## The exercise
Reproduce all of the data below with each occurrence of "follow this form" changed to "use this format", keeping every other character as it is.

## Information shown
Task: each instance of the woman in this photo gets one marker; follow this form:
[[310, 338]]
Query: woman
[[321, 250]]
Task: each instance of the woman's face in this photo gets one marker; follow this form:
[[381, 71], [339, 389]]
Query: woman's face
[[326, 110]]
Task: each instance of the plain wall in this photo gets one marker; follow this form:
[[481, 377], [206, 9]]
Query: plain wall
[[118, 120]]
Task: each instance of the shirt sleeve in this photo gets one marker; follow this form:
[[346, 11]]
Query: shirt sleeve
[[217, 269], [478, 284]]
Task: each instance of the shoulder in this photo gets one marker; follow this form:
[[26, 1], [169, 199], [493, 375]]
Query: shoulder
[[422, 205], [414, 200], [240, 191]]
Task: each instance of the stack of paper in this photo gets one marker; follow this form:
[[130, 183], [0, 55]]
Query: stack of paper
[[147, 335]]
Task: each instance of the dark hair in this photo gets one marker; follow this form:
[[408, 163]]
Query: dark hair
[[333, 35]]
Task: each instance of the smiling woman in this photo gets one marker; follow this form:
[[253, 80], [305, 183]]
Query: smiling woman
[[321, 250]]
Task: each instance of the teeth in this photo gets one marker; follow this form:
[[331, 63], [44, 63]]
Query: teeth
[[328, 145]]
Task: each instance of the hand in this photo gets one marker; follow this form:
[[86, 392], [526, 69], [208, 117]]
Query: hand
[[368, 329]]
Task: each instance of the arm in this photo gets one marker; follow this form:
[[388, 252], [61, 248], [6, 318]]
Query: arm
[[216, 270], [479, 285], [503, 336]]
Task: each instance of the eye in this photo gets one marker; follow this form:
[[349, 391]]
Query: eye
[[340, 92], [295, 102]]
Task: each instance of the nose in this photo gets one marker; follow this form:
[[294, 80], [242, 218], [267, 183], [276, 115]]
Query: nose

## Exercise output
Task: each instance of the woman in this photo gets one marker; use this format:
[[310, 338]]
Query: woman
[[321, 250]]
Task: each instance of the woman's face in this photo gets one marker; use this format:
[[381, 71], [339, 389]]
Query: woman's face
[[326, 110]]
Task: each instance of the plain wall in this photo gets one marker; use this format:
[[481, 377], [206, 9]]
Query: plain wall
[[118, 120]]
Task: each instance of the shirt sleeve in this photo gets one marker; use this format:
[[346, 11]]
Query: shirt sleeve
[[217, 269], [478, 284]]
Task: each instance of the shoulder in this photo gets one marker; use this format:
[[26, 1], [169, 199], [493, 375]]
Query: shoulder
[[422, 205], [414, 200], [240, 191]]
Task: each instance of the stack of paper in this photo gets one marker; use this format:
[[130, 183], [0, 55]]
Query: stack of paper
[[147, 335]]
Task: each instance of the dark hair in this photo gets one marker; use this format:
[[408, 163]]
Query: dark hair
[[333, 35]]
Task: each instance of the smiling woman in this photo gets one marker; use this format:
[[253, 80], [305, 183]]
Query: smiling woman
[[321, 250]]
Task: each instance of the teeth in this photo gets one marker; use this format:
[[331, 63], [44, 63]]
Query: teeth
[[328, 145]]
Task: each instance of the hand in this photo gets one marker; use this format:
[[86, 392], [526, 69], [208, 117]]
Query: hand
[[368, 329]]
Task: each instance of the arm in this photo gets one marker; use this format:
[[388, 252], [61, 248], [6, 318]]
Query: arm
[[216, 270], [479, 285], [503, 336]]
Task: each instance of the eye in this photo gets one marker; use this format:
[[349, 391]]
Query: eye
[[340, 92], [295, 102]]
Task: each instance of the nose in this photo gets one marker; use this format:
[[294, 80], [242, 218], [267, 183], [276, 115]]
Query: nose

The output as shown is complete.